++++ Source data ++++

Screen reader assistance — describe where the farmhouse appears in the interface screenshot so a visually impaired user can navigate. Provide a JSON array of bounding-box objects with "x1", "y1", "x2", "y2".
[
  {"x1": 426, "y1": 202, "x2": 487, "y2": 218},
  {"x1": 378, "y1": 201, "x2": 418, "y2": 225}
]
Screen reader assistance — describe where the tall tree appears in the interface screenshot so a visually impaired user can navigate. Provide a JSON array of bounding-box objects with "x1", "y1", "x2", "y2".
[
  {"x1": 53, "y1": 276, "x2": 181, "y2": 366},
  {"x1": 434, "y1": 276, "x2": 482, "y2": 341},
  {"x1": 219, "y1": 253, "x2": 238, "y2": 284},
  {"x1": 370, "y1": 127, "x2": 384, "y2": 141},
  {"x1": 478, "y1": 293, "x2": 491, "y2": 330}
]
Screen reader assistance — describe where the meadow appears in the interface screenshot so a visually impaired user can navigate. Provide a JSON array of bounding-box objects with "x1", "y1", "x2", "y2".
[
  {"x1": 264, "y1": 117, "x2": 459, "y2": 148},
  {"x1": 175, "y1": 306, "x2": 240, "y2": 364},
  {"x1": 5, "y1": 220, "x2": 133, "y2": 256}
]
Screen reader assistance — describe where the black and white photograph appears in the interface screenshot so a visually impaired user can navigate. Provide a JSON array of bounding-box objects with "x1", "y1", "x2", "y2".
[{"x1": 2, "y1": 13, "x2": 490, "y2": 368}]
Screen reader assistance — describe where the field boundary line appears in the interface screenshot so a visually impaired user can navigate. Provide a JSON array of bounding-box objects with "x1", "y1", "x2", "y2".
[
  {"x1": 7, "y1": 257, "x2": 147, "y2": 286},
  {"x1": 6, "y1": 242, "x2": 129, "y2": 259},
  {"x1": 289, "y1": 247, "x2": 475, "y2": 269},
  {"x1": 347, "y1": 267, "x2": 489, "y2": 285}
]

++++

*Task requirements*: Each record above needs to be reproduced exactly as written.

*Exercise result*:
Screen reader assistance — describe where the farmhouse appears in the interface screenshot so a visually impaired user can navigate. Provide a JSON array of bounding-box objects with "x1", "y1", "x2", "y2".
[
  {"x1": 426, "y1": 202, "x2": 487, "y2": 218},
  {"x1": 378, "y1": 201, "x2": 418, "y2": 225}
]
Screen reader assistance — describe where the tall tree appears in the interface screenshot so a visually impaired user can navigate. Provide a JSON array of bounding-box objects with "x1", "y1", "x2", "y2".
[
  {"x1": 53, "y1": 276, "x2": 181, "y2": 366},
  {"x1": 434, "y1": 276, "x2": 482, "y2": 341},
  {"x1": 219, "y1": 253, "x2": 238, "y2": 284},
  {"x1": 370, "y1": 127, "x2": 384, "y2": 141},
  {"x1": 478, "y1": 293, "x2": 491, "y2": 330}
]
Screen reader assistance — describe where the meadow appears in the interface screenshot so a visually impaired user can navigate. Provide a JSON array of bounding-box objects with "x1", "y1", "x2", "y2".
[
  {"x1": 264, "y1": 117, "x2": 459, "y2": 148},
  {"x1": 175, "y1": 306, "x2": 240, "y2": 364},
  {"x1": 5, "y1": 220, "x2": 133, "y2": 256}
]
Screen reader assistance — describe where the black and white photograph appears in the interface screenshot so a visually impaired user can navigate. Provide a JSON array of bounding-box objects with "x1", "y1", "x2", "y2".
[{"x1": 2, "y1": 13, "x2": 490, "y2": 368}]
Screen reader assistance — describe where the field boundary line appears in the interface screenshot so a visually impaired user can navigate. Provide a JSON array of bounding-box objects with "x1", "y1", "x2", "y2".
[
  {"x1": 7, "y1": 257, "x2": 147, "y2": 286},
  {"x1": 6, "y1": 242, "x2": 129, "y2": 259},
  {"x1": 289, "y1": 247, "x2": 475, "y2": 269},
  {"x1": 347, "y1": 267, "x2": 489, "y2": 285}
]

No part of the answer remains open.